• [Текстовый фрагмент]
<<<<

Победа на чужом поле

Мировая премьера «Мелкого беса» Журбина в Камерном театре

Евгений Цодоков
Основатель проекта
Иначе, нежели блистательной, работу режиссера-постановщика Георгия Исаакяна не назовешь! В ней сочетаются виртуозное владение мизансценой и точное чувствование предмета инсценировки. Уж про идеальное артистическое попадание в точку в образе каждого героя и говорить излишне. Не в обиду композитору будь сказано – весьма значительная доля успеха музыки и спектакля по праву принадлежит режиссеру-постановщику и его команде, а также артистам-солистам. Спектакль пластичен по темпоритму, его зрительный и слуховой ряды конгениальны, что сыграло на руку музыке, раскрыв в ней дополнительные чувственные акценты. Наличие кукол-двойников придало действию метафорический объем и усилило элемент игры. В самом действии нет пустых мест, удачно и в полном союзе с музыкой решены переходы между многочисленными картинами и сценами.

В Камерном музыкальном театре имени Б.Покровского 19 июня состоялась мировая премьера оперы Александра Журбина «Мелкий бес» по мотивам одноименного романа Федора Сологуба, на либретто В. Семеновского и автора. На первом представлении побывал главный редактор нашего журнала Евгений Цодоков.

>>>>

• [Исходные данные]
<<<<

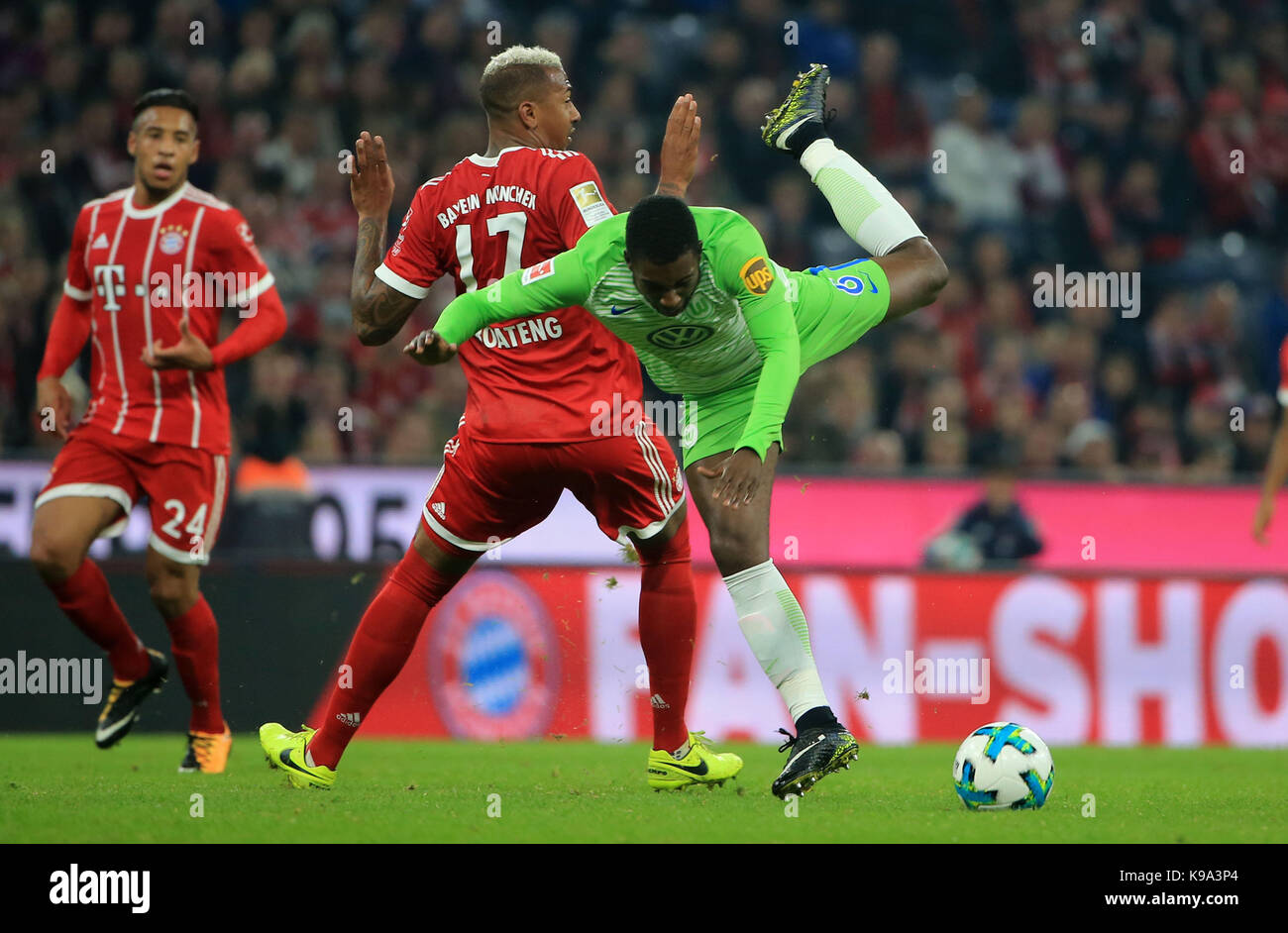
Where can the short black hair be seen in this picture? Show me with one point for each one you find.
(661, 229)
(167, 97)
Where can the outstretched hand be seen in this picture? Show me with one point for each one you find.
(681, 147)
(189, 353)
(372, 184)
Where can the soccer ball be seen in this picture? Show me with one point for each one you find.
(1004, 766)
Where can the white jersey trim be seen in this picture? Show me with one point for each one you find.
(116, 335)
(256, 289)
(95, 490)
(178, 555)
(447, 536)
(489, 161)
(192, 381)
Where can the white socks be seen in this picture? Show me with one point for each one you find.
(862, 205)
(774, 627)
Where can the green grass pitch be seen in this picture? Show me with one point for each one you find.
(59, 787)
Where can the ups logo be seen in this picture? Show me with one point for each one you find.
(679, 336)
(758, 275)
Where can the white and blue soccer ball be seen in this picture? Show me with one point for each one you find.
(1004, 766)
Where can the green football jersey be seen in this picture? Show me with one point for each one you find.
(738, 327)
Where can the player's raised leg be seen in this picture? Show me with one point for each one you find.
(771, 617)
(863, 206)
(63, 529)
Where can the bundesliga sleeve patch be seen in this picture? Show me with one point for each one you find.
(758, 275)
(590, 202)
(537, 271)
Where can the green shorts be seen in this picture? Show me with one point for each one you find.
(835, 306)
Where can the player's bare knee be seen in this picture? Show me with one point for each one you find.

>>>>

• [Условия заданий]
**a.** Приведите в именительном падеже фамилии всех людей, упомянутых в тексте о премьере «Мелкого беса».
**b.** Верните все строки, в которых встречается слово «white»; регистр букв учитывается.
Строки никак не связаны с текстом о премьере «Мелкого беса».

• [Ответы]
**a.** Цодоков, Исаакян, Покровский, Журбин, Сологуб, Семеновский

**b.**
Where can the white jersey trim be seen in this picture? Show me with one point for each one you find.
Where can the white socks be seen in this picture? Show me with one point for each one you find.
Where can the white and blue soccer ball be seen in this picture? Show me with one point for each one you find.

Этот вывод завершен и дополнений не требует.